Gestellte Aufgabe 1:
Zitiere aus dem Text über Playmobil wortgetreu die Stelle, die bei den Worten „Nach dem Tod“ anfängt und nach „an der Tagesordnung.“ aufhört.
Gestellte Aufgabe 2:
Schreib aus den Einträgen jede Zeile heraus, in der das Wort „tree“ vorkommt. Groß- und Kleinschreibung zählen.

Textauszug:
Inzwischen wird Playmobil meist in Großpackungen und nicht mehr einzeln verkauft. Jährlich kommen immer neue Plastik-Welten hinzu, ältere verschwinden aus dem Programm. Auf Kinotrends wie "Fluch der Karibik" oder "Star Wars" reagiert Playmobil unverzüglich mit angepassten Themenwelten. Die Variantenvielfalt im Playmobil-Kosmos kennt kaum Grenzen: Zauberwelten, Wikinger, Dinosaurier, Alte Ägypter, Racing Karts und Snowboarder gehören mittlerweile zum Sortiment. Rund drei Milliarden Plastikmännchen sind bislang erschienen, aneinandergereiht würden sie 3,5-mal die Erde umspannen.

Den Vorwurf, die klassischen Playmobil-Figuren seien zu langweilig und "brav", kontert der Hersteller mit dem Argument, der Erfolg der Firma sei durch die Zeiten unverändert geblieben: "Die Kinder sagen uns schon, was sie wollen." Daher verfügten neuere Figuren auch über lebendigere Gesichtsausdrücke, beweglichere Hände und modischere Frisuren.

Das nutzen auch Tüftler und Sammler in der individuellen Gestaltung von Playmobil-Figuren, die beim sogenannten Customizing für Modelle oder Trickfilme umgebastelt werden. Der Hersteller toleriert diese Neuinterpretationen, solange die Veränderungen keine kriegerischen, extremistischen, diskriminierenden oder politischen Motive zeigen. Die einzige Politikerfigur, die jemals angefertigt wurde, ist ein Angela-Merkel-Unikat, das Horst Seehofer bei einem Werksbesuch von den Produktdesignern geschenkt bekam.

Im Jahr 2000 öffnete schließlich ein Playmobil-Themenpark nahe der Firmenzentrale im bayerischen Zirndorf seine Tore. Auf 90.000 Quadratmetern und in acht Spielwelten – darunter ein Piratenschiff, eine Westernstadt, eine Ritterburg und die Arche Noah – sollen Kinder seither zum Aktivsein ermuntert werden. Weitere Indoor-Funparks von Playmobil gibt es in Paris, Athen, Malta und Florida.

Mit etwa 4600 Mitarbeitern zählt die fränkische Firma geobra Brandstätter inzwischen zu den größten deutschen Spielwarenherstellern. Zur Horst Brandstätter Group gehören neben der Hauptproduktionsstätte in Dietenhofen ein weiteres Werk in Selb sowie Auslandsfertigungen in Malta, Tschechien und Spanien. Der Umsatz im Geschäftsjahr 2020 betrug 636 Millionen Euro, an die Umsätze von Lego oder Hasbro, die zwischen vier und fünf Milliarden Euro liegen, kommen die Bayern allerdings nicht heran.

Nach dem Tod des Alleininhabers Brandstätter ging das Unternehmen in eine Doppelstiftung über – eine gemeinnützige und eine Unternehmensstiftung, in der die wichtigsten Mitarbeiter vertreten sind. Doch intern entstand ein Machtvakuum, keiner von drei neuen Vorständen durfte alleine Entscheidungen fällen. Seither scheinen interne Querelen in dem erfolgreichen Unternehmen an der Tagesordnung.

Ausgelesene Einträge:
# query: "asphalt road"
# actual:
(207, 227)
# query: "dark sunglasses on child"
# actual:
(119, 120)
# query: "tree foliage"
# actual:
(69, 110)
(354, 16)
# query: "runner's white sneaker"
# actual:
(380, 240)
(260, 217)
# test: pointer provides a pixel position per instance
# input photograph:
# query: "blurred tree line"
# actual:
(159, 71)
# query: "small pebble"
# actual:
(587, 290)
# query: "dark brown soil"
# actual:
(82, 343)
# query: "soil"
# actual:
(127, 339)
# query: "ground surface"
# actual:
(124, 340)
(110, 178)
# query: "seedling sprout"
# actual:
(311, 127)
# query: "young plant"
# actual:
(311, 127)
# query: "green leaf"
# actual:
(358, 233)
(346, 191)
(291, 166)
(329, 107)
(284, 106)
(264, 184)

Erwartete Antwort 1:
Nach dem Tod des Alleininhabers Brandstätter ging das Unternehmen in eine Doppelstiftung über – eine gemeinnützige und eine Unternehmensstiftung, in der die wichtigsten Mitarbeiter vertreten sind. Doch intern entstand ein Machtvakuum, keiner von drei neuen Vorständen durfte alleine Entscheidungen fällen. Seither scheinen interne Querelen in dem erfolgreichen Unternehmen an der Tagesordnung.

Erwartete Antwort 2:
# query: "tree foliage"
# query: "blurred tree line"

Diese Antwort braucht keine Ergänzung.